Transcribe the material word for word, but without the images.

→ **DATA SHOWN**
# # # # # # #

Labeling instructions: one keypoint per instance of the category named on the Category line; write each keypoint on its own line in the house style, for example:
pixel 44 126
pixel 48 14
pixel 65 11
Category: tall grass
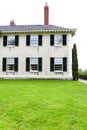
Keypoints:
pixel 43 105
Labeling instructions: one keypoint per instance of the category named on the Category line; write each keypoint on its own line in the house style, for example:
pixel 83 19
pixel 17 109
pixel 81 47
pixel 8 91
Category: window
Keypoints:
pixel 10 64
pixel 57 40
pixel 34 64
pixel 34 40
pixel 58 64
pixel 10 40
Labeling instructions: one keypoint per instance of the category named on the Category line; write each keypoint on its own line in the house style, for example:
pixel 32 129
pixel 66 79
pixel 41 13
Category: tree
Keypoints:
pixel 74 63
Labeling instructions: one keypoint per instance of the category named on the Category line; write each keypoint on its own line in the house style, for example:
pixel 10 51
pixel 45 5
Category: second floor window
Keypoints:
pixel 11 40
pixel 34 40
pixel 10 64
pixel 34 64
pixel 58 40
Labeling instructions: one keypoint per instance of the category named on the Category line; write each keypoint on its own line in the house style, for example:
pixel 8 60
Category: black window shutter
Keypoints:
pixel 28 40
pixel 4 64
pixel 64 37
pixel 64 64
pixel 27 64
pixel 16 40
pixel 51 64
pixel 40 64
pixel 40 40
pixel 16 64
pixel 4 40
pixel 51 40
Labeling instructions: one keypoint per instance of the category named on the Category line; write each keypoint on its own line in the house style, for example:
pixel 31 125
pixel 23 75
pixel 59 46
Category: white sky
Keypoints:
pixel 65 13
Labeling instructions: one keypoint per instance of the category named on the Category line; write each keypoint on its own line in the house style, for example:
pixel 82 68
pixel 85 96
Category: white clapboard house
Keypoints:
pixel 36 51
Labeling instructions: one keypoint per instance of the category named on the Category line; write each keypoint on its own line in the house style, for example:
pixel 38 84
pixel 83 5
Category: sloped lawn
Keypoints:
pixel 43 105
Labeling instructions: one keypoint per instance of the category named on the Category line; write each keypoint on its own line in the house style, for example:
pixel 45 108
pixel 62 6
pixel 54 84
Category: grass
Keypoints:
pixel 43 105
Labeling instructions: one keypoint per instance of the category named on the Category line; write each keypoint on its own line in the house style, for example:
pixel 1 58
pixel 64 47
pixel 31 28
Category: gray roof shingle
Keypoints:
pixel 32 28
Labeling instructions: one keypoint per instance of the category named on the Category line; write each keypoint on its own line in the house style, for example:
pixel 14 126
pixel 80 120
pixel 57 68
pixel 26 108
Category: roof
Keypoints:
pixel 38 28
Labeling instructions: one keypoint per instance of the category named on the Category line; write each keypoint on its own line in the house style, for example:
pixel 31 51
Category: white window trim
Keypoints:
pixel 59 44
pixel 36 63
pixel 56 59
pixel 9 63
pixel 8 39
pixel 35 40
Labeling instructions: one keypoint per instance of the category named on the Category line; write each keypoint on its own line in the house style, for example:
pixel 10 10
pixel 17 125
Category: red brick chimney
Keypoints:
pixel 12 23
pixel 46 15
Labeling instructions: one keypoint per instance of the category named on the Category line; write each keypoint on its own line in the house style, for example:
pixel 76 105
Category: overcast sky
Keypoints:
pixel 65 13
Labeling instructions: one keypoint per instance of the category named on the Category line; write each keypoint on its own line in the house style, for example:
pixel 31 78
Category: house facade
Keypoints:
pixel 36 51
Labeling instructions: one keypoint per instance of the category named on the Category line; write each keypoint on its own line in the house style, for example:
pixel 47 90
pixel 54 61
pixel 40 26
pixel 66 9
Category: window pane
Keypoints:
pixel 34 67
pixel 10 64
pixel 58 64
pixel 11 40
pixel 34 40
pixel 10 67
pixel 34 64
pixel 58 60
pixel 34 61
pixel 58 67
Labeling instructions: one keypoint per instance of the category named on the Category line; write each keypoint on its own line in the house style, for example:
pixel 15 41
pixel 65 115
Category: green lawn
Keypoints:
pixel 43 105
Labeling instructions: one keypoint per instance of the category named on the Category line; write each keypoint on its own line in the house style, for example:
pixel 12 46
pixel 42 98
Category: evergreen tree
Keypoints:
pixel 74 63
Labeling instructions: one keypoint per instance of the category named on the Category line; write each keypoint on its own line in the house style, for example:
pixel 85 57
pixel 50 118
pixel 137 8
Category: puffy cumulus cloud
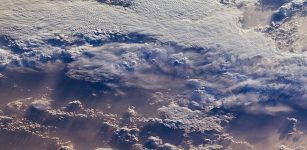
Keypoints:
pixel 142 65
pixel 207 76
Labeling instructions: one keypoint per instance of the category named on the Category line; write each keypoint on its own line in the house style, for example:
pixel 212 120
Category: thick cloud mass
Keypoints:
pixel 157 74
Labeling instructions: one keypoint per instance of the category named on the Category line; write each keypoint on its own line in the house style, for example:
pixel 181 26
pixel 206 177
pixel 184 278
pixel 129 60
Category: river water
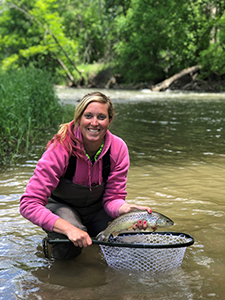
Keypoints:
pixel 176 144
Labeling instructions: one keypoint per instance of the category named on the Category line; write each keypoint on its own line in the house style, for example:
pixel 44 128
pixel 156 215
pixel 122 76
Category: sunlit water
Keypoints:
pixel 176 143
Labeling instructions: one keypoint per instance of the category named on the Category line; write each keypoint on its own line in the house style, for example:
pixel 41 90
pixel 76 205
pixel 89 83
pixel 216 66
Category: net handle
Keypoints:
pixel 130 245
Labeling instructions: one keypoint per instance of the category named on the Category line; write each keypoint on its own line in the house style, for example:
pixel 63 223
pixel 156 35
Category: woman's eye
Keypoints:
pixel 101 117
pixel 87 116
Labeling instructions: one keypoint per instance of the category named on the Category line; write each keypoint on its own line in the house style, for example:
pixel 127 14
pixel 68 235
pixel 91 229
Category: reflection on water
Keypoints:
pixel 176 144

# # # # # # #

→ **EXERCISE OUTPUT**
Labeling instructions: one keypoint per instance of the category named on the Category line; write each keypoint on its own line in the house style, for example:
pixel 44 126
pixel 48 14
pixel 65 11
Category: tall grass
Keypoints:
pixel 43 105
Labeling instructions: one keypoint per instance of the category named on the Category line; write each keypoint on its own line in the house style, for example:
pixel 83 19
pixel 17 109
pixel 81 47
pixel 8 91
Category: window
Keypoints:
pixel 10 64
pixel 57 40
pixel 34 64
pixel 34 40
pixel 58 64
pixel 10 40
Labeling instructions: one keypoint per instance of the category named on the Category line; write each keypoint on its own line in the house style, for example:
pixel 32 129
pixel 66 79
pixel 41 13
Category: tree
Keypoints:
pixel 74 63
Labeling instructions: one keypoint per instance of the category named on the Category line; write each keypoint on its own line in the house style, for example:
pixel 10 51
pixel 45 5
Category: second floor window
Keypoints:
pixel 11 40
pixel 34 40
pixel 10 64
pixel 34 64
pixel 58 40
Labeling instructions: one keypoint per instance of the category named on the Category line; write each keypoint on its own line in the house style, for example:
pixel 8 60
Category: black window shutter
Keypoints:
pixel 28 40
pixel 4 64
pixel 64 37
pixel 64 64
pixel 27 64
pixel 16 40
pixel 51 64
pixel 40 64
pixel 40 40
pixel 16 64
pixel 4 40
pixel 51 40
Labeling instructions: one keypoint per instance of the category named on the Category line; write each keypoint on its own line in the house style, for example:
pixel 31 125
pixel 23 75
pixel 59 46
Category: white sky
Keypoints:
pixel 65 13
Labeling instructions: one keypoint per instance of the category named on the Category line; write each keypoint on its own line in the house style, for example:
pixel 82 68
pixel 85 96
Category: white clapboard house
Keypoints:
pixel 36 51
Labeling instructions: one keypoint per instance of the category named on the Category line; write each keypoint on its own line in the house style, for example:
pixel 38 84
pixel 83 5
Category: sloped lawn
Keypoints:
pixel 43 105
Labeling instructions: one keypoint per instance of the category named on the Category line; write each keypoint on its own line in the house style, for example:
pixel 45 108
pixel 62 6
pixel 54 84
Category: grass
Keypoints:
pixel 43 105
Labeling instructions: one keypoint per instance of the category named on the Category line; write each keypoint on its own line in the house style, for example:
pixel 1 58
pixel 64 47
pixel 31 28
Category: gray roof shingle
Keypoints:
pixel 32 28
Labeling instructions: one keypoint per instance of the category named on the Category line; write each keypoint on its own line in the house style, for example:
pixel 14 126
pixel 80 120
pixel 57 68
pixel 26 108
Category: roof
Keypoints:
pixel 38 28
Labeling instructions: one keypoint per instance of the category named on the Category line; write each keypoint on its own line in the house style, for example:
pixel 31 51
Category: white window trim
Keypoints:
pixel 59 44
pixel 36 63
pixel 56 59
pixel 9 63
pixel 8 39
pixel 35 40
Labeling instructions: one keypoint per instance of the category named on the Category line; write each keypoint on its own line in the house style, for example:
pixel 10 10
pixel 17 125
Category: red brick chimney
Keypoints:
pixel 12 23
pixel 46 15
Labeling instructions: one keypoint per instance of the category named on the Category line; write each keypoint on its own line in the house style, for example:
pixel 76 105
Category: overcast sky
Keypoints:
pixel 65 13
Labeling instructions: one keypoint per instance of the category named on the Category line; write each keypoint on its own line in the house style, for example:
pixel 31 78
Category: house facade
Keypoints:
pixel 36 51
Labeling instructions: one keypoint per instance of the category named on the Category line; write each keypoint on its own line in the house style, for example:
pixel 47 90
pixel 54 61
pixel 40 26
pixel 66 9
Category: window pane
Keypoints:
pixel 34 67
pixel 10 64
pixel 58 64
pixel 11 40
pixel 34 40
pixel 10 67
pixel 34 64
pixel 58 60
pixel 34 61
pixel 58 67
Labeling instructions: one keypoint per instance of the category named on the Category line; write each keypoint on its own line in the house style, for example:
pixel 15 41
pixel 65 115
Category: green lawn
Keypoints:
pixel 43 105
Labeling instructions: one keypoint per instance of the category named on the Category line; write each keypoint on its own line in the house style, for example:
pixel 12 46
pixel 42 98
Category: evergreen tree
Keypoints:
pixel 74 63
Labeling instructions: one keypoint per instance of the category named on the Category line; write each keypoint on its own line in the house style, for example:
pixel 85 57
pixel 50 118
pixel 137 8
Category: puffy cumulus cloud
Keypoints:
pixel 142 65
pixel 207 76
Labeling instructions: one keypoint per instance of the category named on the Category line; write each keypoint on its own line in the house style, for example:
pixel 212 120
Category: thick cloud mass
Keypoints:
pixel 157 74
Labeling instructions: one keypoint per instance of the category named on the Category line; write each keypoint on its own line in the house style, for example:
pixel 181 26
pixel 206 177
pixel 184 278
pixel 129 60
Category: river water
Keypoints:
pixel 176 144
Labeling instructions: one keypoint per instance of the category named on the Category line; write each keypoint on its own line in the house style, for example:
pixel 44 128
pixel 156 215
pixel 122 76
Category: sunlit water
Keypoints:
pixel 176 143
Labeling instructions: one keypoint per instance of the category named on the Category line; write each keypoint on its own line in the house style, for example:
pixel 41 90
pixel 76 205
pixel 89 83
pixel 216 66
Category: net handle
Keypoints:
pixel 130 245
Labeling instructions: one keypoint per instance of the category named on the Category line; write each keypoint on its own line in the house style, for example:
pixel 63 223
pixel 156 35
Category: woman's eye
Keypoints:
pixel 101 117
pixel 87 116
Labeling instructions: one keypoint per instance of the category named on the Category line; write each keypoint on its own line in the house style, for example:
pixel 127 14
pixel 68 235
pixel 91 229
Category: reflection on water
Keypoints:
pixel 176 144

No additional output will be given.